→ Quoted passage
━━━━━━━━━━━━━━━━━━━━━━━━━━━━━━

By | Published on Thursday 13 October 2011

EMI

It’s looking increasingly likely that EMI will be split up as part of its current sale, or so says Reuters which has spoken to people involved in Citigroup’s current attempt to offload the music firm.

As much previously reported, Citigroup put EMI up for sale earlier this year, having repossessed it from former owner Terra Firma. Between five and seven bidders are thought to have submitted final offers last week, some to buy the London-based major outright, others to acquire just its record labels or just its music publishing business.

With the number of bidders and offer prices thought to have been negatively impacted by wider economic turmoil, if Citigroup wants to sell now rather than later, and if it wants to make as much money as possible to recover its past losses as backer of Terra Firma’s 2007 EMI purchase – and it seems the bank wants both those things – then selling the music company in bits would make sense.

Also, if any of the buyers are existing music majors, them buying one half of EMI is less likely to cause lengthy regulatory issues than if Sony, Universal or Warner were to try and acquire the company outright. While there would almost certainly be some objections raised to Universal buying the EMI labels and Sony buying EMI Publishing, insiders feel both deals could be speeded through with only a few concessions to competition regulators in Europe.

Reuters reckons that Universal buying the EMI labels is now looking pretty likely, backing up a rumour that has been circulating since last weekend, though Warner is thought to have bid for the record company business too. On the publishing side, sources say it’s a battle between Sony and BMG (former partners in a way, of course, though neither Sony/ATV or the all new BMG were actually part of the SonyBMG merger), who, Reuters reckons, have put in very similar bids money-wise.

Of course EMI’s current top man Roger Faxon has been very public about his opinion the company should be kept together as one, to allow the sort of integration between the major’s recordings and publishing businesses that he’s spoken about an awful lot in the last year (though signs of that integration on the ground have been minimal). But bids for the company outright, most likely from the two Rons (one from Ronald Perelman’s MacAndrews & Forbes and another from Ron Burkle’s Yucaipa Companies), don’t seem to be in the running any more.

━━━━━━━━━━━━━━━━━━━━━━━━━━━━━━

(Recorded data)
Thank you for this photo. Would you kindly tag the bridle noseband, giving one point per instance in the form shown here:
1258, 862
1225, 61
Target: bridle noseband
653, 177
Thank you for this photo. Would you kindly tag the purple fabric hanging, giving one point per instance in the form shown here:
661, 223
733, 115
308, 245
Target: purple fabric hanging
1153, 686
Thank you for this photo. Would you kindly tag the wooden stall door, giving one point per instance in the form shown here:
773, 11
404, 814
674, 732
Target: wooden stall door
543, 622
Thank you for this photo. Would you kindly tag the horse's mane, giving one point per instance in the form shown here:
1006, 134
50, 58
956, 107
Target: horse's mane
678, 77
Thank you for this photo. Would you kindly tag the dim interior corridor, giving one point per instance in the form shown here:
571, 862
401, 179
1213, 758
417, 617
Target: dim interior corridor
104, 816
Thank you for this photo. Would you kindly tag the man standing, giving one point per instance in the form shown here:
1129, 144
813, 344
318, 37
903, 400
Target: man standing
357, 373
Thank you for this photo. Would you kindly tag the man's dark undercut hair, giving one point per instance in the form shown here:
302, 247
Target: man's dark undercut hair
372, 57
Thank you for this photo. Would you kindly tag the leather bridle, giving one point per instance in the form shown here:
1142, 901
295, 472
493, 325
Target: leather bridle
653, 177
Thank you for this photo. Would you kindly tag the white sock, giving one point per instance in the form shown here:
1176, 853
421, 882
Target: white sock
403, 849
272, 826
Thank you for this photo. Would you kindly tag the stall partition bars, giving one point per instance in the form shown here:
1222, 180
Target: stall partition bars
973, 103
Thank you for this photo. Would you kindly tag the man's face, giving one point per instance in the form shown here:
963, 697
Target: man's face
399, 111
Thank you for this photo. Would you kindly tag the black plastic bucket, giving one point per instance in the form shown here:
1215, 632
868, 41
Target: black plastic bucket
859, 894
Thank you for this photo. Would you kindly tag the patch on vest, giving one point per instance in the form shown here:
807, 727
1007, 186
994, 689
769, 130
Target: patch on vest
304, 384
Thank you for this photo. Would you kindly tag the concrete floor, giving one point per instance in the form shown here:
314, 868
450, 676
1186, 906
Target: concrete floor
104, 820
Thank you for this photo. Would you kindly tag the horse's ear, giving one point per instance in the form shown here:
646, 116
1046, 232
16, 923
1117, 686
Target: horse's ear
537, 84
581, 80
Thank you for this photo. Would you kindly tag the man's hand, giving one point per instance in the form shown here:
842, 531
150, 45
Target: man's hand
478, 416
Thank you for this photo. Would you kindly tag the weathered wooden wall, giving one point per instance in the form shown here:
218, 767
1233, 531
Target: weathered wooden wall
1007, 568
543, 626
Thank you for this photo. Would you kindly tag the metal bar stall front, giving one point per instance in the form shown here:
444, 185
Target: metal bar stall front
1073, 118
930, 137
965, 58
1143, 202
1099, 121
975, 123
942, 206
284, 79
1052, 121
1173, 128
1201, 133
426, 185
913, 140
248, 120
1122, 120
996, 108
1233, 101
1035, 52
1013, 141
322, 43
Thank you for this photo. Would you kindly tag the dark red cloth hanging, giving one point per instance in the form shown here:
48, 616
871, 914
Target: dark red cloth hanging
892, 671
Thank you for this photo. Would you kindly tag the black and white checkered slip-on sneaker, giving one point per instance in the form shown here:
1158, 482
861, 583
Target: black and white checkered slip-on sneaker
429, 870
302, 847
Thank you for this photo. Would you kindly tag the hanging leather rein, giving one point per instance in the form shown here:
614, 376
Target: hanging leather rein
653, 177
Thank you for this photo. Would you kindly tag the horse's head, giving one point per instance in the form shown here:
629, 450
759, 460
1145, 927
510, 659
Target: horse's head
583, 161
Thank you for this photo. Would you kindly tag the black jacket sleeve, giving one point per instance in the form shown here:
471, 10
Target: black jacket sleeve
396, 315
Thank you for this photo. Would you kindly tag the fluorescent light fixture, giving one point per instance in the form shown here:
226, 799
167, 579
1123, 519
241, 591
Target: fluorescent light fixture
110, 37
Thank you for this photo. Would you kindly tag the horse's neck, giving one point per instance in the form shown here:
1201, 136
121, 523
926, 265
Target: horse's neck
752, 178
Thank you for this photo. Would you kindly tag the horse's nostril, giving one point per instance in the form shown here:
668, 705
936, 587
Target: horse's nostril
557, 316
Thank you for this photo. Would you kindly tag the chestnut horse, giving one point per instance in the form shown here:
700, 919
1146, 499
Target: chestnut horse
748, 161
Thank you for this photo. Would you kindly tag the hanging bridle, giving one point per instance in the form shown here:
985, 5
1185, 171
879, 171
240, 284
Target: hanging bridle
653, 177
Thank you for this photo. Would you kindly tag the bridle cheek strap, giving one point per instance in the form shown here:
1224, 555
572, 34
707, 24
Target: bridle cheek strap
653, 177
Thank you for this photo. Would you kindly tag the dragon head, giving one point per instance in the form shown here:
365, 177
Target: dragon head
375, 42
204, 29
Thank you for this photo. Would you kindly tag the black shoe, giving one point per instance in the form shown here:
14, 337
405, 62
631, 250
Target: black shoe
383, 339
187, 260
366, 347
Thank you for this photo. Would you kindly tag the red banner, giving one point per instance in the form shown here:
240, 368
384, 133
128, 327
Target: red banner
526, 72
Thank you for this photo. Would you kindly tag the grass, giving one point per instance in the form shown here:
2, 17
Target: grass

━━━━━━━━━━━━━━━━━━━━━━━━━━━━━━

→ Exercise requirements
a) Quote the EMI sale article word for word, starting at "With the number" and ending after "would make sense.".
b) Pick up the article on the sale of EMI where it ends and keep writing it.

→ Solved problems
a)
With the number of bidders and offer prices thought to have been negatively impacted by wider economic turmoil, if Citigroup wants to sell now rather than later, and if it wants to make as much money as possible to recover its past losses as backer of Terra Firma’s 2007 EMI purchase – and it seems the bank wants both those things – then selling the music company in bits would make sense.

b)
If EMI is split that will mean more turmoil for a company which, after three years of restructuring, downsizing and executive shifts post Terra Firma’s takeover, has finally settled down in the last twelve months to become, arguably, the most efficient of the big music business players.

As for Faxon, while he is a respected music business veteran, would there be a role for him in a divided EMI? He’d most likely follow the publishing business, that being his background. But it seems unlikely he’d want to rejoin his former EMI Music Publishing colleague Marty Bandier in a less senior role at Sony/ATV, though if a good job was offered at BMG – should it get the EMI publishing catalogues – that might be tempting, even if it was essentially a backwards step.

And what for the EMI name? Daily Mail City correspondent Alex Brummer recently bemoaned the fact that this sale would most likely result in the big British music company falling into (or, technically, given Citigroup is American, staying with) foreign hands. But if the labels go to Universal and the publishing catalogues are consumed by BMG, will the EMI brand – one of the iconic British entertainment brands – still exist? Possibly not.